:: TEXT PROVIDED ::

Pinchback was of like mind: he was what he was. A congressional
investigating committee asked him if the governor acknowledged
his strength. Pinchback was frank. "Oh, yes; he always
acknowledged he couldn't get along without me. I have to tell
you the truth." Bold, elegantly turned out, daring, Pinchback
made his mark in reconstructed Louisiana. By turns a senator,
lieutenant governor and governor, he held more major offices
than any other person
of color
in American history.
In the fall of 1872 he was elected to the U.S. House of Representatives.
In January, 1873, he was elected to the Senate. He went
to Washington, therefore, with the extraordinary distinction
of being both a congressman-elect. (There were also disquieting
rumors that Pinchback intended to make himself vice-president
elect.) Pinchback did not go as a beggar. "Sir," he
told the Senate, "I demand simple justice. I am not here
as a beggar. I do not care as far as I am personally concerned
whether you give me my seat or not. I will go back to my people
and come here but I tell you to preserve your own consistency.
Do not make fish of me while you make flesh of everybody else."

Compliments: Library of Congress |
For three years the Senate
grappled with Pinchback's case. Almost the whole of an extra
session of Congress was devoted to the senator-elect from Louisiana.
Finally, after hours of debate, he was rejected. The real reason,
some authorities insist, was that the senators' wives told them
that they did not intend to associate with Mrs. Pinchback. During
the controversy "Pinch," as he was called, became
a national figure. Washington women, charmed by his "Brazilian"

:: TASKS AND EXERCISES ::
1. According to the passage on Pinchback, when was he elected to the Senate?
2. Update the passage on Pinchback from "Do not make" through "senator-elect from Louisiana.", replacing "grappled" with "wrestled".

Region labeling items
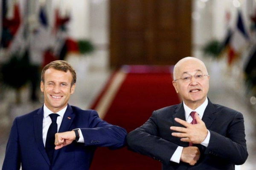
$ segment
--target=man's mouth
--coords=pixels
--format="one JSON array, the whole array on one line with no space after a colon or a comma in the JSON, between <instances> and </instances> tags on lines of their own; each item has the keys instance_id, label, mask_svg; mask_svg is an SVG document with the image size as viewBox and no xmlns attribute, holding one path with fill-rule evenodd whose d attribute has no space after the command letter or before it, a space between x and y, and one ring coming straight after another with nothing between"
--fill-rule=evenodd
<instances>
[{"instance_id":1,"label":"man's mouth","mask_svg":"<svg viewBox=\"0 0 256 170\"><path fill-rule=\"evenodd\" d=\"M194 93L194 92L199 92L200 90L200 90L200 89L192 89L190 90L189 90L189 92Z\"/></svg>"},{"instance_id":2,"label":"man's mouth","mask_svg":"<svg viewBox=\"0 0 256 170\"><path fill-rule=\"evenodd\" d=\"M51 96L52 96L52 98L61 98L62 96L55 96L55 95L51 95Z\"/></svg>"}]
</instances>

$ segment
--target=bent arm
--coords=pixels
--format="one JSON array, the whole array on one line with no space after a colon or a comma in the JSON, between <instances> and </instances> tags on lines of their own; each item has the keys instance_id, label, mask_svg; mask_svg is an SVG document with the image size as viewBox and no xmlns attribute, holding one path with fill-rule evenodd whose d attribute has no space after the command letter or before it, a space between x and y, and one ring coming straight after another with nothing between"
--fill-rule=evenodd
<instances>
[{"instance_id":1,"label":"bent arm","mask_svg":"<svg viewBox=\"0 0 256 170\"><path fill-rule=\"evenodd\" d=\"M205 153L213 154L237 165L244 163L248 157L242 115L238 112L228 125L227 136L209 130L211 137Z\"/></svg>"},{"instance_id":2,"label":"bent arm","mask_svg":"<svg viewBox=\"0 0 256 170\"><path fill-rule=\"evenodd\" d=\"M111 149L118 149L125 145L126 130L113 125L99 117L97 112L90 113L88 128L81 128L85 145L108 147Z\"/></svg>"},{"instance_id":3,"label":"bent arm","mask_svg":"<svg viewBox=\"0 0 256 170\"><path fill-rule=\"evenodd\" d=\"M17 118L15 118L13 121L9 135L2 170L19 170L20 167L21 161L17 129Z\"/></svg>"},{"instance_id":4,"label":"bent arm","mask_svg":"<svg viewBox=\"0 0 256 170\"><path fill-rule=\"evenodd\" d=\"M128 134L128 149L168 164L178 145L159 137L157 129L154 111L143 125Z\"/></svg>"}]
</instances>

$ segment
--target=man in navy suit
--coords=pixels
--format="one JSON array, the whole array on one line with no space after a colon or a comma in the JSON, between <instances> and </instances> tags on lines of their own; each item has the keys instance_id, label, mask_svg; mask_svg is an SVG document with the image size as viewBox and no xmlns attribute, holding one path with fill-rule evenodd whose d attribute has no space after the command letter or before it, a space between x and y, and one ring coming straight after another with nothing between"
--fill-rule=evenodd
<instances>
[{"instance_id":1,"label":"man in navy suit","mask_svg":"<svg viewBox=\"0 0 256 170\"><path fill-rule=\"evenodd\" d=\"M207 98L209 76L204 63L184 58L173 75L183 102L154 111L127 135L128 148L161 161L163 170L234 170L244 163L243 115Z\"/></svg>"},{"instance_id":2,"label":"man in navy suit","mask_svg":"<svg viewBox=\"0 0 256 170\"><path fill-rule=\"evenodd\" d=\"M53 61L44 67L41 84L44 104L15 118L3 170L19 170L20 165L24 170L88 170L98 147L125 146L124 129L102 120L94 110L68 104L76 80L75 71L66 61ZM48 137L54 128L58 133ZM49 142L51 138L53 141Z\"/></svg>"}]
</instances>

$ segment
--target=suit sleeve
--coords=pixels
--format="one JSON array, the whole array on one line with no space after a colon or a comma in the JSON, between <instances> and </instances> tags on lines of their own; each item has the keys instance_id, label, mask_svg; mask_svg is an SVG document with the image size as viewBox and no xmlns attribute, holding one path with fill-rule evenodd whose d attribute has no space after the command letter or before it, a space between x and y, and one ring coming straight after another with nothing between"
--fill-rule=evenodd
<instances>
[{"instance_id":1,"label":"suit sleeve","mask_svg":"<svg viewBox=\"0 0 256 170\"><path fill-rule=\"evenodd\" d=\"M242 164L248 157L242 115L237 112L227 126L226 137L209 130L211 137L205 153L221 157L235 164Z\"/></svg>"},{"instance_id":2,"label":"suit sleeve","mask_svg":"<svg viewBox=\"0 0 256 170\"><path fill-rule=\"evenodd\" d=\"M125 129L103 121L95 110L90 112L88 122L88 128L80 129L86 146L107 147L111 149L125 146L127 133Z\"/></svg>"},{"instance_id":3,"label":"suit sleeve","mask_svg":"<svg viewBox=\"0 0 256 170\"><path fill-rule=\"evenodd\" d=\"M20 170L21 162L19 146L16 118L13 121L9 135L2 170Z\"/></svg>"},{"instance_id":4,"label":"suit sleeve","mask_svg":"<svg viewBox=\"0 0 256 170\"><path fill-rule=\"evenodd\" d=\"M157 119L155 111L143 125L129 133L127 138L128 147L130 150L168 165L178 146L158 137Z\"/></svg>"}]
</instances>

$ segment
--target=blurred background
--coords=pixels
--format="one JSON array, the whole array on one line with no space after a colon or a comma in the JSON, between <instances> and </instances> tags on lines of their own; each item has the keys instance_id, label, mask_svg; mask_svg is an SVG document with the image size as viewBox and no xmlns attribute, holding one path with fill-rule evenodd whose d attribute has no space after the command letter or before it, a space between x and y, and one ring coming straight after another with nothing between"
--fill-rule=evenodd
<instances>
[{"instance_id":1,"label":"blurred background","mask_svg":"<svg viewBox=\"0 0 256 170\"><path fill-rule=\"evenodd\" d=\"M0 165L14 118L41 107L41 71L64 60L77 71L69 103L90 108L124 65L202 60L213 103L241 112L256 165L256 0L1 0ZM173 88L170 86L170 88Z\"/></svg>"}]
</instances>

:: ANSWER SET ::
1. In January, 1873.

2.
Do not make fish of me while you make flesh of everybody else."

Compliments: Library of Congress |
For three years the Senate
wrestled with Pinchback's case. Almost the whole of an extra
session of Congress was devoted to the senator-elect from Louisiana.